Requirements
Starting at the line that contains "If you would be willing to indicate the woman in apron", print every remaining line of the entries, unchanged, and output nothing more.

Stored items
▬▬▬
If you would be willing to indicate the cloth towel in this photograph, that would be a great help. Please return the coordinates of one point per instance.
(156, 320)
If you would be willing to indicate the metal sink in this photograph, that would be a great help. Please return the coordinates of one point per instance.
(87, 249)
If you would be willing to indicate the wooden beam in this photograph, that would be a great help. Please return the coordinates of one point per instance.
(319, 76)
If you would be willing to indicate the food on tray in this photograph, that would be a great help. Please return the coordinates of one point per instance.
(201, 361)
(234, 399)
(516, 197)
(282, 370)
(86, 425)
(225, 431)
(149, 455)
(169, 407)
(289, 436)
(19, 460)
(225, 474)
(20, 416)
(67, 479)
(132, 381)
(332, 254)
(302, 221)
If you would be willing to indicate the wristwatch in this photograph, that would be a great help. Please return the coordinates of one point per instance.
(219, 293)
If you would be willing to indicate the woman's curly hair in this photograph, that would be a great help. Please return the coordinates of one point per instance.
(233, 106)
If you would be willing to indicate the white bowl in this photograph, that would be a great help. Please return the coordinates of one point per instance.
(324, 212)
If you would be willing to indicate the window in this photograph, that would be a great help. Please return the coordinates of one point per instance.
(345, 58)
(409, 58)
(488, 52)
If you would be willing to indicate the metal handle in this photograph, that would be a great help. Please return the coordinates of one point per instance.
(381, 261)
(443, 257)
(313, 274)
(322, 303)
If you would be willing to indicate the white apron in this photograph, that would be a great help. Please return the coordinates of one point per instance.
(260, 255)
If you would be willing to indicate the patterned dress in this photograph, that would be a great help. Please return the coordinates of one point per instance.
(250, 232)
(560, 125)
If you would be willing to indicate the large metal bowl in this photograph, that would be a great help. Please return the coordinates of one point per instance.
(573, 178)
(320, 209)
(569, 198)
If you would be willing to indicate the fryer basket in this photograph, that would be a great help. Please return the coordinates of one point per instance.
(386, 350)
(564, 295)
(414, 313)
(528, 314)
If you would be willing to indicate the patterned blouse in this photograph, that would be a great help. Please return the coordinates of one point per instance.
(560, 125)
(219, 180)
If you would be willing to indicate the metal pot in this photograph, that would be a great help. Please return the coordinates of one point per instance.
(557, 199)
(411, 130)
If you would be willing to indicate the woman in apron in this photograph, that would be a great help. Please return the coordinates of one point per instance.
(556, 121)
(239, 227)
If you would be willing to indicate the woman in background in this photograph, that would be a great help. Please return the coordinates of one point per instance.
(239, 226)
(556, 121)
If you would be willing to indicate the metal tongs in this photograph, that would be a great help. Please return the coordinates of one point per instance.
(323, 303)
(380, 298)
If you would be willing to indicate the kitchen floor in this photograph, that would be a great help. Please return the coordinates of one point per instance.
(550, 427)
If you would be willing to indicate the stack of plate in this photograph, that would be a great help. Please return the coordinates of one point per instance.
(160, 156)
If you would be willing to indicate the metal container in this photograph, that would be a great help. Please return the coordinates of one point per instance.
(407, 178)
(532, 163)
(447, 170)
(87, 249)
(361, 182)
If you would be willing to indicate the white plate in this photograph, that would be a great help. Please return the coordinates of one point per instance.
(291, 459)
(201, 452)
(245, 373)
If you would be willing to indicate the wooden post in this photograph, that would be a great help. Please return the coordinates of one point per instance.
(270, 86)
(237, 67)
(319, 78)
▬▬▬
Worked answer
If you would be willing to indicate the woman in apron in this photograph, that would be a great help. Please return the coordinates of one point per instance.
(556, 121)
(239, 227)
If you would be willing to indicate the woman in background in this photograph, that would be a great help. Please return the coordinates of one point per instance.
(239, 226)
(556, 121)
If you would be willing to indicate the metal tongs in this photograph, that would be a great help. Please return the coordinates of one point per instance.
(323, 303)
(380, 298)
If you would be willing to indicate the kitchen floor in this photograph, that would be a great help. Please return the coordinates of one point per instance.
(550, 427)
If you would be willing to indicate the stack of plate in this photograph, that would be a great help. Please return the coordinates of one point per instance.
(160, 156)
If you would be willing to indicate the metal container in this photograph, that would be a great help. Please return the coordinates of one point per instance.
(407, 178)
(532, 163)
(447, 170)
(87, 249)
(361, 182)
If you would be willing to indicate the white plate in this photograph, that would be a great help. Please return the coordinates of one point per instance.
(291, 459)
(201, 452)
(245, 373)
If you would be willing to indicate the wooden post in this photograph, that would be a great help. Please return the coordinates of one point per instance.
(270, 86)
(237, 67)
(319, 78)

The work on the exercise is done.